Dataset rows
------------------------

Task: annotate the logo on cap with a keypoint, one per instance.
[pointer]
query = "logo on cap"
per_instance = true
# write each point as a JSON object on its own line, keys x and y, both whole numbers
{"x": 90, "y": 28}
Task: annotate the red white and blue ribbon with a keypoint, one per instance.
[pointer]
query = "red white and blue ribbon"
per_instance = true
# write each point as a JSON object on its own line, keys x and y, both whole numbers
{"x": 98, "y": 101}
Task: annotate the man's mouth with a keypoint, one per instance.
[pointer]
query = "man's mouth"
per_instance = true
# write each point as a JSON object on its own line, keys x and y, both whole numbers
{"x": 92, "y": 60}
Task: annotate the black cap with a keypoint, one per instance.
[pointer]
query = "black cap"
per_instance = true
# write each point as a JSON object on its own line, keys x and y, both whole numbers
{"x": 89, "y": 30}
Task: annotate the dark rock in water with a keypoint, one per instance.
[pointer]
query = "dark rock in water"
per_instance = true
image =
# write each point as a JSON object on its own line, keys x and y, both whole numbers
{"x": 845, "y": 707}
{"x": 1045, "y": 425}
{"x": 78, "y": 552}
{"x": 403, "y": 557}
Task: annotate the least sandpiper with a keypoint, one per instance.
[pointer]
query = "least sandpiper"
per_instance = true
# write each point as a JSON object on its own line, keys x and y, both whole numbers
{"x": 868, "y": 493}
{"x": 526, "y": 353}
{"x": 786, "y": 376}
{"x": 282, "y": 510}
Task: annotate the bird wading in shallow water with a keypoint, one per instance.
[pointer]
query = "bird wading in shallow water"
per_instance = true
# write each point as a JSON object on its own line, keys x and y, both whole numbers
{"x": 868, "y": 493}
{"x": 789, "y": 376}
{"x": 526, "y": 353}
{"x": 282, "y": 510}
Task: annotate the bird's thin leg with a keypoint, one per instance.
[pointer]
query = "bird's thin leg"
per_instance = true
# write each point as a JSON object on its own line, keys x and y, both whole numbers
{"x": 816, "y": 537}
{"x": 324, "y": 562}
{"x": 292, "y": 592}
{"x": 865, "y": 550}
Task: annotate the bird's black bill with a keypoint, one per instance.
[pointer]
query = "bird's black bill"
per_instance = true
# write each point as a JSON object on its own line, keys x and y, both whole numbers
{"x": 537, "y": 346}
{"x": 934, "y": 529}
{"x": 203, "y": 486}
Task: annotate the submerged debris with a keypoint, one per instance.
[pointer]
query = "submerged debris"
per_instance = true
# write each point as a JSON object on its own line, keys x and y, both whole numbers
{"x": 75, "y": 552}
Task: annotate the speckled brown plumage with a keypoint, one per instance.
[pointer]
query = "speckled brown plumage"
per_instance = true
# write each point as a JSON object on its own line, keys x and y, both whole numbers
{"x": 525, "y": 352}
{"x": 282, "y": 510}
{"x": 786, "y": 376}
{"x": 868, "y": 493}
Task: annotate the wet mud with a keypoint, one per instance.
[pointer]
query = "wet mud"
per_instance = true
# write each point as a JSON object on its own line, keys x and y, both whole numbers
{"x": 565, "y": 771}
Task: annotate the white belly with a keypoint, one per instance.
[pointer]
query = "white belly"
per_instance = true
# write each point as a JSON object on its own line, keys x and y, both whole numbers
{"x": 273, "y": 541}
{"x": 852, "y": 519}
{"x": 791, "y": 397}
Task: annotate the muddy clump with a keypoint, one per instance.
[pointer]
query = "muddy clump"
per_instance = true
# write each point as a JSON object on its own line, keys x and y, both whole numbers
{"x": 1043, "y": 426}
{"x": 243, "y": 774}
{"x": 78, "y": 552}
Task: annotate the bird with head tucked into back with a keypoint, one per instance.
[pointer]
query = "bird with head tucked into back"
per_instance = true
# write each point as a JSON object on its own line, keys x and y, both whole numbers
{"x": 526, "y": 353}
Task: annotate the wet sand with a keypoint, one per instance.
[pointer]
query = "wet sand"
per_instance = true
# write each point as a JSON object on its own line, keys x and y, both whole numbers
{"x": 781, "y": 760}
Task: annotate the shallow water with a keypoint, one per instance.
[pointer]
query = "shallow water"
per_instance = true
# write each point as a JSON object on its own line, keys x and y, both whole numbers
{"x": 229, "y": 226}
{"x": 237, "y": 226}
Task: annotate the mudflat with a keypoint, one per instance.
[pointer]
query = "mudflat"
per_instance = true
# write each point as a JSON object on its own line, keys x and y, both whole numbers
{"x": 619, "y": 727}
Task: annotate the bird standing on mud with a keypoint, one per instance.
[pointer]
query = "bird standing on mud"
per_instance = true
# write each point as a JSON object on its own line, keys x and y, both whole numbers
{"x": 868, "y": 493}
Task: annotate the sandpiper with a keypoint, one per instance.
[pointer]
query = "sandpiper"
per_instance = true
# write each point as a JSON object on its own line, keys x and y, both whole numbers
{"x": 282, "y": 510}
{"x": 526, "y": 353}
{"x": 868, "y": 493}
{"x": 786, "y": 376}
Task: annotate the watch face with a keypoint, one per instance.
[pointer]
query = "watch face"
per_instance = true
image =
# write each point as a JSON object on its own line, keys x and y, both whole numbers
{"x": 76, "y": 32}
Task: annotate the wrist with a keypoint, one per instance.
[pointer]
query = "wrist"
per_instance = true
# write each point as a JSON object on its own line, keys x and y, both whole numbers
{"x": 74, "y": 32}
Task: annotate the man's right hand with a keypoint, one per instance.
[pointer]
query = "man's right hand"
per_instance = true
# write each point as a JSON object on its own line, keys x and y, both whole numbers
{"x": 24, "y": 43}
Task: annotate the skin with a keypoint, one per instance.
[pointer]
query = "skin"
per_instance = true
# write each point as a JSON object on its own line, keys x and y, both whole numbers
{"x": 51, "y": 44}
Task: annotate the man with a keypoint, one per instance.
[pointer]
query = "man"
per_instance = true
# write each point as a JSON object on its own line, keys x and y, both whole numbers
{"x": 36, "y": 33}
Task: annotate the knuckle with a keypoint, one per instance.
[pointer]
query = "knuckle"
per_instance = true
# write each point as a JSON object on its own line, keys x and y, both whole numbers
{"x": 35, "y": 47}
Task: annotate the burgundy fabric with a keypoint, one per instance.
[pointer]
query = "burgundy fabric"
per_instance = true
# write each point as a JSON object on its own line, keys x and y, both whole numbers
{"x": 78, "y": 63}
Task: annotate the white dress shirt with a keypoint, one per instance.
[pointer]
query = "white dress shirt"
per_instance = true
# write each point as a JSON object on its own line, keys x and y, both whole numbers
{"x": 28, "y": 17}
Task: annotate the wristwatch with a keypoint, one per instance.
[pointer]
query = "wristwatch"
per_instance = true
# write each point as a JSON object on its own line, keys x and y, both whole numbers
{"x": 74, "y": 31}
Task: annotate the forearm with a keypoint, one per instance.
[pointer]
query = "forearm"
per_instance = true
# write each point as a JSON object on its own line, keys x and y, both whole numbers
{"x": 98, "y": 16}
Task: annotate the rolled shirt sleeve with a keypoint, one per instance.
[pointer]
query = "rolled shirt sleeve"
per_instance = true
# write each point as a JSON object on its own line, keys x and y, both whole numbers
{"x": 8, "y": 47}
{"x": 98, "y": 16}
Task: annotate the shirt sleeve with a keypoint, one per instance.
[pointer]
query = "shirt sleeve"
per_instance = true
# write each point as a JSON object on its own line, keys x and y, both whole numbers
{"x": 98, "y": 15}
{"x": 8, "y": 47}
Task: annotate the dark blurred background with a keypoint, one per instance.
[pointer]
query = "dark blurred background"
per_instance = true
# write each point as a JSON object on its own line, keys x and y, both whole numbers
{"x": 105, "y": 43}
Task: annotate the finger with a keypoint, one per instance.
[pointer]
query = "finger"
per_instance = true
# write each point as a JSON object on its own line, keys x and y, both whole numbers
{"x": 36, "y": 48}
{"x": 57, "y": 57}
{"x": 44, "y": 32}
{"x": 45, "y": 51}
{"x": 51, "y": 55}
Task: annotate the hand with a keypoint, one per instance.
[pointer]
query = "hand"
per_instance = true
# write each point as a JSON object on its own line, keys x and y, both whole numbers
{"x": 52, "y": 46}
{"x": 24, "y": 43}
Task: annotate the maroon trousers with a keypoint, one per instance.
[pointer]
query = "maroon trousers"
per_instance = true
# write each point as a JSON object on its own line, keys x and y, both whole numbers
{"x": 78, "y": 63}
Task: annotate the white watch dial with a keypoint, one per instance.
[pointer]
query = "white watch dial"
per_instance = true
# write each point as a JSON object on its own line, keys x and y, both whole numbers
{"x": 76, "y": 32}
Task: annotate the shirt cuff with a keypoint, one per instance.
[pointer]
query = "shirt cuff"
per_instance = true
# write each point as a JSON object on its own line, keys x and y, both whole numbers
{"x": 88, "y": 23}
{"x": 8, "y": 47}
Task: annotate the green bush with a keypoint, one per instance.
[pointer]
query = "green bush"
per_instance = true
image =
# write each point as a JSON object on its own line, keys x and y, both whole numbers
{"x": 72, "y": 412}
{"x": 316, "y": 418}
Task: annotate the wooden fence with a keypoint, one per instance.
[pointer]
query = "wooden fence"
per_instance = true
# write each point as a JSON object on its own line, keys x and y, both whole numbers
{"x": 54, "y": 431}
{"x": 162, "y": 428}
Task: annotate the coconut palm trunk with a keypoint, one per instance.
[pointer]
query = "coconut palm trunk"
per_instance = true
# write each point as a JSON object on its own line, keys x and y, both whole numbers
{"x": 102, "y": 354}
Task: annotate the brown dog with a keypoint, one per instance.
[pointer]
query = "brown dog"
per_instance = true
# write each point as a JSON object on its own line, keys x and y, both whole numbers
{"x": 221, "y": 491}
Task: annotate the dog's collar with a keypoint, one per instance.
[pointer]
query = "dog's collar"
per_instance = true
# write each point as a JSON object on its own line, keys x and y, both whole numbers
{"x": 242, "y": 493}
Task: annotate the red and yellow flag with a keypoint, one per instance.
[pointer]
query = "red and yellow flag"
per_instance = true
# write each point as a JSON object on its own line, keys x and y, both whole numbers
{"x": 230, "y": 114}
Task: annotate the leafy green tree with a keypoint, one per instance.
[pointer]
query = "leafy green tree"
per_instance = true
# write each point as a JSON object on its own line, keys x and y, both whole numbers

------------------------

(Requirement):
Reproduce the data starting with the line containing "Task: annotate the dog's" and continuing through the final line, offsetting every x and y point coordinate in the answers by adding 48 to it.

(Response):
Task: annotate the dog's collar with a keypoint, one per instance.
[pointer]
query = "dog's collar"
per_instance = true
# write each point as a JSON object on its own line, keys x and y, both whole numbers
{"x": 290, "y": 541}
Task: annotate the red and yellow flag with a keypoint, one per instance.
[pointer]
query = "red and yellow flag"
per_instance = true
# write each point as a JSON object on its own line, keys x and y, both whole numbers
{"x": 278, "y": 162}
Task: annotate the leafy green tree with a keypoint, one per instance.
[pointer]
query = "leafy green tree"
per_instance = true
# write each point as a JSON object on its own line, keys x and y, both whole numbers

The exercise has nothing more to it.